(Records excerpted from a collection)
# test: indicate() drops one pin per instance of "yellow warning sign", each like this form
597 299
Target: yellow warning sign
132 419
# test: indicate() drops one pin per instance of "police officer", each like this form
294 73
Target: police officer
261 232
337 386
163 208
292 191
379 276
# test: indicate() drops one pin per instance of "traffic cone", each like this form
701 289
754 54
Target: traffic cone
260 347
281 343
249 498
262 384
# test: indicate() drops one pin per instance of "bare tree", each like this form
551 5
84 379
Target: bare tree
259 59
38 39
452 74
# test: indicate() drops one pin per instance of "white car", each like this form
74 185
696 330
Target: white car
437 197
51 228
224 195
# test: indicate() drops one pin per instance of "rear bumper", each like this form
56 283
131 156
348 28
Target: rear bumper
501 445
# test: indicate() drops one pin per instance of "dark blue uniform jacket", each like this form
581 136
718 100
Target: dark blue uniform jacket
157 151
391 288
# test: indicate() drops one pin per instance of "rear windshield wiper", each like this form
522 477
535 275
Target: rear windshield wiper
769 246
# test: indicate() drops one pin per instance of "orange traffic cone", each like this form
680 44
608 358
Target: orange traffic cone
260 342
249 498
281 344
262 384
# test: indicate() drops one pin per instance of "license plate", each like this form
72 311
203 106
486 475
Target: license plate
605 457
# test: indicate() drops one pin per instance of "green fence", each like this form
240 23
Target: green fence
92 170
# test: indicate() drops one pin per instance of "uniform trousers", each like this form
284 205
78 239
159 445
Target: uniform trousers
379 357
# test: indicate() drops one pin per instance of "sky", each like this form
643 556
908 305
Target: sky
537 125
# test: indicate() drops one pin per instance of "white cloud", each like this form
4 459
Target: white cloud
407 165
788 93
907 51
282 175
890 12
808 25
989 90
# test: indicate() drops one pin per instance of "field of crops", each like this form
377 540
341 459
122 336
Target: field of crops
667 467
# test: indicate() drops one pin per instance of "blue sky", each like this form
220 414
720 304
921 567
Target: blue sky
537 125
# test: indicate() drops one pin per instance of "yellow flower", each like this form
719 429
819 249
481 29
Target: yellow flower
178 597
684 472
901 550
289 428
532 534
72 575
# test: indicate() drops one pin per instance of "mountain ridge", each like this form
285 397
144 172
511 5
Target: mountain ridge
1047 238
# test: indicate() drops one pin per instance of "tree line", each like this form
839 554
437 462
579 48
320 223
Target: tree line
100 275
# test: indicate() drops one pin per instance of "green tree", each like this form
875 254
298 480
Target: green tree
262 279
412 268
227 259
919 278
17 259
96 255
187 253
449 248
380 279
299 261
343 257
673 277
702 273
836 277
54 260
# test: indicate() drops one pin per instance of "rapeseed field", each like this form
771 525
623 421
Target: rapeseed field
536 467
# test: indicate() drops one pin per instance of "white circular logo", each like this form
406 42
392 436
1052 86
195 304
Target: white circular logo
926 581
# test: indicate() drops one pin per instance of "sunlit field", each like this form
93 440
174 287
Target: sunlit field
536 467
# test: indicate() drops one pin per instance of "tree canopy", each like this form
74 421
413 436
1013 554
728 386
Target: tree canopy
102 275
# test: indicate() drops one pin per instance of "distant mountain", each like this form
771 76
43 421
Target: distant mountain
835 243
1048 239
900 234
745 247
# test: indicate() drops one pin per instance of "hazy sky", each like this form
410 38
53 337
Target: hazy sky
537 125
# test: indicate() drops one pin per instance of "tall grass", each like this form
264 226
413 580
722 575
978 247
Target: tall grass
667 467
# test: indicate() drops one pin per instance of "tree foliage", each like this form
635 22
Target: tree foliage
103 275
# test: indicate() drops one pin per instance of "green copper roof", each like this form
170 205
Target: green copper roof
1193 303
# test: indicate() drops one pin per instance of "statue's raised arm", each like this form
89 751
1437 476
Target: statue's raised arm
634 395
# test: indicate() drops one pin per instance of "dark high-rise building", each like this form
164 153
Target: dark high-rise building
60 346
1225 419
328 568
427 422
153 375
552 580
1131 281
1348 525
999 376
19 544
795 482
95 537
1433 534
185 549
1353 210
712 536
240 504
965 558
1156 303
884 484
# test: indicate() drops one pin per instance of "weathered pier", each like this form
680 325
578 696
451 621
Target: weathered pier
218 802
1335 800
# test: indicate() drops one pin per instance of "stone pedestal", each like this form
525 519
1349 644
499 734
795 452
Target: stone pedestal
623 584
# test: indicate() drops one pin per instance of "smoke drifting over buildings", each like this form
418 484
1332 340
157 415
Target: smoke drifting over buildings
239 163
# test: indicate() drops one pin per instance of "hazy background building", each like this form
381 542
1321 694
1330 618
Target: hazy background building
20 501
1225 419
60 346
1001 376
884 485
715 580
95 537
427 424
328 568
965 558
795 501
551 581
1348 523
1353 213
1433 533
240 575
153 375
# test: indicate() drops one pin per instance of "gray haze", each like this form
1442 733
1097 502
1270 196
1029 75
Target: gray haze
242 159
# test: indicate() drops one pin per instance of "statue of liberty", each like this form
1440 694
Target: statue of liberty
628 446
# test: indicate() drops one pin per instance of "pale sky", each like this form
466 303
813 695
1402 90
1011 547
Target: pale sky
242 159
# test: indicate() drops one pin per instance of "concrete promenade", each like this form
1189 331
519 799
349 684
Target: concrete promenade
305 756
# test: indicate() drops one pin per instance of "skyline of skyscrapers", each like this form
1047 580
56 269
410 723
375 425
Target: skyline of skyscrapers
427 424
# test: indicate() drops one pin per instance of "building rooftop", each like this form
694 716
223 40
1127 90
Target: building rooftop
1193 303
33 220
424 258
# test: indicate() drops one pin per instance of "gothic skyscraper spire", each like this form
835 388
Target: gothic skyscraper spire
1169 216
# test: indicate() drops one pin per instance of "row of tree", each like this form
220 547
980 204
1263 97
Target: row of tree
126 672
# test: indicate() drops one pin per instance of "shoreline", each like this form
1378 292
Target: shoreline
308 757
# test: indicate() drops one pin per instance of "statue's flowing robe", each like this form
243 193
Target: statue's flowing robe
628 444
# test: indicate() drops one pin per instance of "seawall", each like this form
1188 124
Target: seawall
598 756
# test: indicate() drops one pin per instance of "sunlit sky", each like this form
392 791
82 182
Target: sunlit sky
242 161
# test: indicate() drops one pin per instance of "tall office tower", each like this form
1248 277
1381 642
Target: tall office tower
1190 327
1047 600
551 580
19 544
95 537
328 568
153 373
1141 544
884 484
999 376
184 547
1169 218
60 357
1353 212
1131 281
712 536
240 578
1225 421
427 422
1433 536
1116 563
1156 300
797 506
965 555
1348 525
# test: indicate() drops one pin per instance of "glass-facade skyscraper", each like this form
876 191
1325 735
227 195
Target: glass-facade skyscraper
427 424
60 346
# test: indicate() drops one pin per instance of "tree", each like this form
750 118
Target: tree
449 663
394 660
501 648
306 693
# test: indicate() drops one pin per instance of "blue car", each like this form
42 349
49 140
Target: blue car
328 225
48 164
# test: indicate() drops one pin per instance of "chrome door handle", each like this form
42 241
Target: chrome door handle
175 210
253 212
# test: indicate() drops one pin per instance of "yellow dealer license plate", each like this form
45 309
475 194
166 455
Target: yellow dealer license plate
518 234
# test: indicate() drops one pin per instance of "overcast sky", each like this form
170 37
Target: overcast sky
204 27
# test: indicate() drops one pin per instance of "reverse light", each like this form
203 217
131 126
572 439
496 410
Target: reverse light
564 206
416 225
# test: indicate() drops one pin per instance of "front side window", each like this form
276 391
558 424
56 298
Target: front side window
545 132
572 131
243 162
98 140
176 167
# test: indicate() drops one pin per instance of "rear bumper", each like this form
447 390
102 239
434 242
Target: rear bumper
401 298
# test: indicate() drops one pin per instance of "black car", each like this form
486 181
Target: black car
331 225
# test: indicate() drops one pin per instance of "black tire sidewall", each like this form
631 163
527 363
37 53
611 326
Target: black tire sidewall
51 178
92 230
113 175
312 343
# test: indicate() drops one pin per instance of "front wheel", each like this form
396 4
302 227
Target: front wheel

What is required:
Please state how many lines of the records above contain the word "jacket". Give only the number.

Answer to this exercise:
2